◆ **Instructions to follow**: The expected output is each line in the data below that includes the string "negative".

Excerpts from a dataset
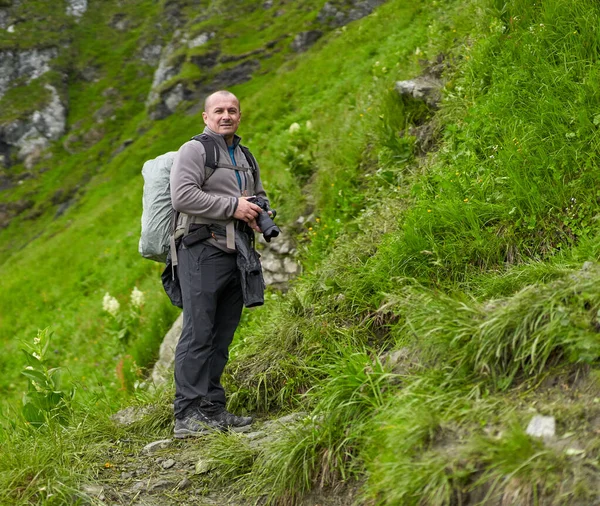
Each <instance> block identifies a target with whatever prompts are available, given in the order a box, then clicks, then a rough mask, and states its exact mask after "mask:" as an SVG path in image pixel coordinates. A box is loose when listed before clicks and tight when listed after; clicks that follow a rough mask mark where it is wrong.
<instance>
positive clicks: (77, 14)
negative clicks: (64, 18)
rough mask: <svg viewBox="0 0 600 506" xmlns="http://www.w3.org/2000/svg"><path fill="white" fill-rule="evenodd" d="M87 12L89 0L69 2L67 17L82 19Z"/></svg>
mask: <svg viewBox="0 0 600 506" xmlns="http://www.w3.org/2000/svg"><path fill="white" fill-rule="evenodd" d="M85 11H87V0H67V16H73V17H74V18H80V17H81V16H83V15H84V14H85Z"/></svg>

---

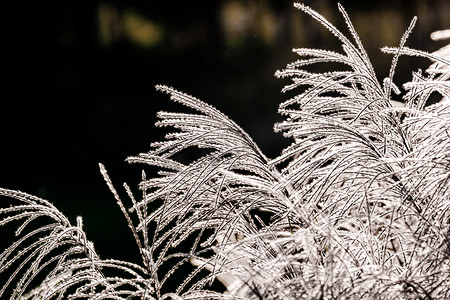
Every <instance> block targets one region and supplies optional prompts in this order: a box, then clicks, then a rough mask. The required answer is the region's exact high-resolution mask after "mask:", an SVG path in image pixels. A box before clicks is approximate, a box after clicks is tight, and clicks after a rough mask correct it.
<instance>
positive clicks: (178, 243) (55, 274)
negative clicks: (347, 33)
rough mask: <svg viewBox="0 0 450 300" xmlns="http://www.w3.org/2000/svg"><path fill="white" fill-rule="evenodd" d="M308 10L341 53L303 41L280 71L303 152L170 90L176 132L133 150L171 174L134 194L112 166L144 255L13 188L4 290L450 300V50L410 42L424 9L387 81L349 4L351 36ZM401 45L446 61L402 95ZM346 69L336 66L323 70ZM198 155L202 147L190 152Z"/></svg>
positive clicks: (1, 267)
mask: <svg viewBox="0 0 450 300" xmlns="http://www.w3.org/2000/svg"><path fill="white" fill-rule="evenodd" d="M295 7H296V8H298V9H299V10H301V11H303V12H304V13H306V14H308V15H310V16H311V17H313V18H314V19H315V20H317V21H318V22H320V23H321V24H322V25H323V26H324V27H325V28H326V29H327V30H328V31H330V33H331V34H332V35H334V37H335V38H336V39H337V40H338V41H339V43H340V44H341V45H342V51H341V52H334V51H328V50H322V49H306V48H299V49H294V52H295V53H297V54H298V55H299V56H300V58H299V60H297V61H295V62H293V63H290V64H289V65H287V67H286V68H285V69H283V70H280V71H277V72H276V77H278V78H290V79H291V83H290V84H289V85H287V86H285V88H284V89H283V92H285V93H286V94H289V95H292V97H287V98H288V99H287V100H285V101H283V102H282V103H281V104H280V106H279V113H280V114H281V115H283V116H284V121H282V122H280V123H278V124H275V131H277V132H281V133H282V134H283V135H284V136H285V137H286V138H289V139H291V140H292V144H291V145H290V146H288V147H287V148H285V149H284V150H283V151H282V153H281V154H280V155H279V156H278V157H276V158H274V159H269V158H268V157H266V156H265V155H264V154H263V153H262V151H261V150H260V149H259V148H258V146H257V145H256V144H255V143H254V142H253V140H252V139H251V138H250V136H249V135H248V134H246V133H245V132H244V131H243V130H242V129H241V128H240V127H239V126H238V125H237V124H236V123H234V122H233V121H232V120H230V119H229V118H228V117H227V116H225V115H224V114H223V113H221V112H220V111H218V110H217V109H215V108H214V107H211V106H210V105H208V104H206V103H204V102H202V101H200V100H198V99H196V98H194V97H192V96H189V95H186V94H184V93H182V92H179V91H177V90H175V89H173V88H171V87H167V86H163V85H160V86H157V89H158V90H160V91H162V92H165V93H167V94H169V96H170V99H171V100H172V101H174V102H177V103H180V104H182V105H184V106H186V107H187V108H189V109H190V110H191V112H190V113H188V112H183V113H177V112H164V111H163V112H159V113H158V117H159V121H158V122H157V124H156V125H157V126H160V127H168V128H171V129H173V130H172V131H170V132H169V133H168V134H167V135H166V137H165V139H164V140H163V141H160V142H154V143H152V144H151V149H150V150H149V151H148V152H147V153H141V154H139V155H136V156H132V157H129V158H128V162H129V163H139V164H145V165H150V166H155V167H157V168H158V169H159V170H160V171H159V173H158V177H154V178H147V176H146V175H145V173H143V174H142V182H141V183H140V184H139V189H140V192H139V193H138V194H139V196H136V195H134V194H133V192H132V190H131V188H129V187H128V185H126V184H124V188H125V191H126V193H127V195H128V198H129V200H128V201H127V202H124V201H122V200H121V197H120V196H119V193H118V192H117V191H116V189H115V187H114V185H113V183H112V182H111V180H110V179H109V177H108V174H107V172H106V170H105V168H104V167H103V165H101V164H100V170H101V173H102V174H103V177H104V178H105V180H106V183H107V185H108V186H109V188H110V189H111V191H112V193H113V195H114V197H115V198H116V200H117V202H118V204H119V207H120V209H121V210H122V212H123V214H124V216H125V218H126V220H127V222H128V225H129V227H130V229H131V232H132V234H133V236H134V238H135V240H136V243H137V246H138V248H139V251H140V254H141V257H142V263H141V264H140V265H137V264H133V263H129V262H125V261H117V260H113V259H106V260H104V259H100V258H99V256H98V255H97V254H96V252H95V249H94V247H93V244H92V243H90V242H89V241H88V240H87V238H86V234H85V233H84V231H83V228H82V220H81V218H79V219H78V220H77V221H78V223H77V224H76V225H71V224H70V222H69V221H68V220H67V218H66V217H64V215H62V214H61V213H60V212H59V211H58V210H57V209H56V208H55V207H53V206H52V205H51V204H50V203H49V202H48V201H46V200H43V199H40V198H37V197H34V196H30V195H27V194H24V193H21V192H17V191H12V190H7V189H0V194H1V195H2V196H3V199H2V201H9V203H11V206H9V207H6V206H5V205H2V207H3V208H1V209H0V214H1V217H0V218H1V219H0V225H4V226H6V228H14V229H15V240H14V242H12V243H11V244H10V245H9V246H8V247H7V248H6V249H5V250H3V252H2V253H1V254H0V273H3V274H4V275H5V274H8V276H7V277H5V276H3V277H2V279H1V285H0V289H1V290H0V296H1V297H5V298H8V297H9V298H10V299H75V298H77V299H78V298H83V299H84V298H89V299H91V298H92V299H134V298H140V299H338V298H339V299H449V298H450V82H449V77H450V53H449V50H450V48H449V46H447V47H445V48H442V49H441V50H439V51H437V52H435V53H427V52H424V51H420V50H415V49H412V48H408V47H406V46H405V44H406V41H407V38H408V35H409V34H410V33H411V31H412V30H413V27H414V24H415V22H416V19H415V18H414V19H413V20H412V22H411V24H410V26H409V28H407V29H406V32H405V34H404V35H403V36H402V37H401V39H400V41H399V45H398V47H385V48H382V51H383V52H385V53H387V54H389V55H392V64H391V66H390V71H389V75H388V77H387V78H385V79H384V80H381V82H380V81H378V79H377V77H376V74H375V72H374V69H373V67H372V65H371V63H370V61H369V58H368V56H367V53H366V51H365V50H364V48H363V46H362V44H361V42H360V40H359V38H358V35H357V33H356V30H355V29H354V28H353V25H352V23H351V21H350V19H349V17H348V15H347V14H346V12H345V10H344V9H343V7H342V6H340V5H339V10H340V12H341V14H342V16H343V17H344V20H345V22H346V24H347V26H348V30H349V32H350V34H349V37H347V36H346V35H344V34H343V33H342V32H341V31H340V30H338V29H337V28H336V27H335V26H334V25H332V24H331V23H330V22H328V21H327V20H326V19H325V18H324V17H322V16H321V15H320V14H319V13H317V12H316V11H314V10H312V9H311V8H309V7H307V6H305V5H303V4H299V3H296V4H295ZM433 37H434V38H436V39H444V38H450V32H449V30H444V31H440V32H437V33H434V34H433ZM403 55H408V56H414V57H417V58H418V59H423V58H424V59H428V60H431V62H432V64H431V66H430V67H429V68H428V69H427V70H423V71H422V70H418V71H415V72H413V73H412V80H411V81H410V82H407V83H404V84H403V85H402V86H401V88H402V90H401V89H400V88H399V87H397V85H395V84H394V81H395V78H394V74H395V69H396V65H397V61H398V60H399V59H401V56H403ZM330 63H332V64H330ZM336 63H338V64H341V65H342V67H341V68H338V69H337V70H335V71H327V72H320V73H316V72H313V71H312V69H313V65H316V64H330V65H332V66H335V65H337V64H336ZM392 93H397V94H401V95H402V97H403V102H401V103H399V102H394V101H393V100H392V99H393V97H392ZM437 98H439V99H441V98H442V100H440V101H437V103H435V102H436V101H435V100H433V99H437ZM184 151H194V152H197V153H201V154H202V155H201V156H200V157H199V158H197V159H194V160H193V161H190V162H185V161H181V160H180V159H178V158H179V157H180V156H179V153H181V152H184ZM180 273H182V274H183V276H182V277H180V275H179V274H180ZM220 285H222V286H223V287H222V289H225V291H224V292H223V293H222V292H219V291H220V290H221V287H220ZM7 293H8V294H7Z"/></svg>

◆ **Task result**:
negative clicks: (64, 18)
negative clicks: (347, 33)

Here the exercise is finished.